Repeat the material below word for word, keeping every line unchanged and in its original order.

Dataset records about where objects are located:
* Begin *

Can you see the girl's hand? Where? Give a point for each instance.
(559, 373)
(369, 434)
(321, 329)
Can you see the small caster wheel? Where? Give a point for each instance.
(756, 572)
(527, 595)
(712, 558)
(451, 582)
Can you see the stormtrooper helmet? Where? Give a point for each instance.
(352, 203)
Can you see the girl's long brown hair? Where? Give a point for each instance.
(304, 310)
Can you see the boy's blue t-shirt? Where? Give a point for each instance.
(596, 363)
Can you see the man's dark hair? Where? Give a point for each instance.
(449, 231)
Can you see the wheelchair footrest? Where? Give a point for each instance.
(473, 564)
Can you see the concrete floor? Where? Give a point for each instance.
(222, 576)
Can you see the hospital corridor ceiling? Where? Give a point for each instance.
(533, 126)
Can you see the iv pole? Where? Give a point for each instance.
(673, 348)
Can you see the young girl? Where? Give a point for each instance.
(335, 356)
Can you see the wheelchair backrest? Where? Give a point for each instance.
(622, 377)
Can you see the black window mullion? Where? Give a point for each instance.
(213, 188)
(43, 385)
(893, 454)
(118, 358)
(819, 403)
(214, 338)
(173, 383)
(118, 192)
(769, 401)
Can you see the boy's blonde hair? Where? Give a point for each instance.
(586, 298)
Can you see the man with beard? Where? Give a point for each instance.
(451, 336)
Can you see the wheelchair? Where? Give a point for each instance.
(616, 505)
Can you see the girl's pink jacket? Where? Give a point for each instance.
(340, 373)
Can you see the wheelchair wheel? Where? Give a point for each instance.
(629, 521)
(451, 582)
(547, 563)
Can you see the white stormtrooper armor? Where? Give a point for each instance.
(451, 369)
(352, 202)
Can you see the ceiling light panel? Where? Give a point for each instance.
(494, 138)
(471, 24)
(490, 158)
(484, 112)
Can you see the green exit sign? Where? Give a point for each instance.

* End *

**RESULT FOR THIS EXERCISE**.
Can you see the girl's hand? Where? Give a point for each instance.
(559, 373)
(369, 434)
(321, 329)
Can you see the small caster wheel? Where? Give a point for each instance.
(756, 572)
(527, 595)
(712, 558)
(451, 582)
Can you see the stormtrooper helmet? Where? Give a point for each instance.
(352, 203)
Can you see the girl's long brown hair? Where? Give a point for each instance.
(304, 310)
Can you see the boy's blue t-shirt? Where? Give a point for each instance.
(596, 363)
Can you see the man's dark hair? Where? Give a point for each instance.
(449, 231)
Can you see the wheelchair footrest? Where? Give a point for each instance.
(473, 564)
Can you see the concrete floor? Where? Give a point for each instance.
(222, 576)
Can you see the hospital corridor ceiling? Where? Give a point for each instance.
(533, 126)
Can you see the iv pole? Where? Give a point for each instance.
(673, 348)
Can you see the young girl? Where? Give a point for each instance.
(335, 356)
Can you see the wheelchair backrest? Where? Give a point for each instance.
(622, 377)
Can you see the black window mullion? Where? Give a point for each instance.
(213, 188)
(43, 385)
(893, 454)
(118, 358)
(819, 403)
(214, 338)
(173, 383)
(118, 192)
(769, 401)
Can you see the boy's blonde hair? Where? Give a point for each instance.
(586, 298)
Can you see the man with beard? Where? Give a point for each instance.
(451, 336)
Can you see the wheelchair? Where? Give a point for each instance.
(616, 505)
Can you see the girl's pink jacket? Where? Give a point for each instance.
(340, 373)
Can you see the wheelchair wheel? Where? Give a point for each instance.
(629, 521)
(451, 582)
(547, 563)
Can you see the white stormtrooper armor? Where? Give a point for each instance.
(451, 369)
(352, 202)
Can you see the ceiling light panel? Where? Give a point for each instance.
(494, 138)
(471, 24)
(490, 158)
(484, 112)
Can you see the green exit sign? Where? Give a point for each instance.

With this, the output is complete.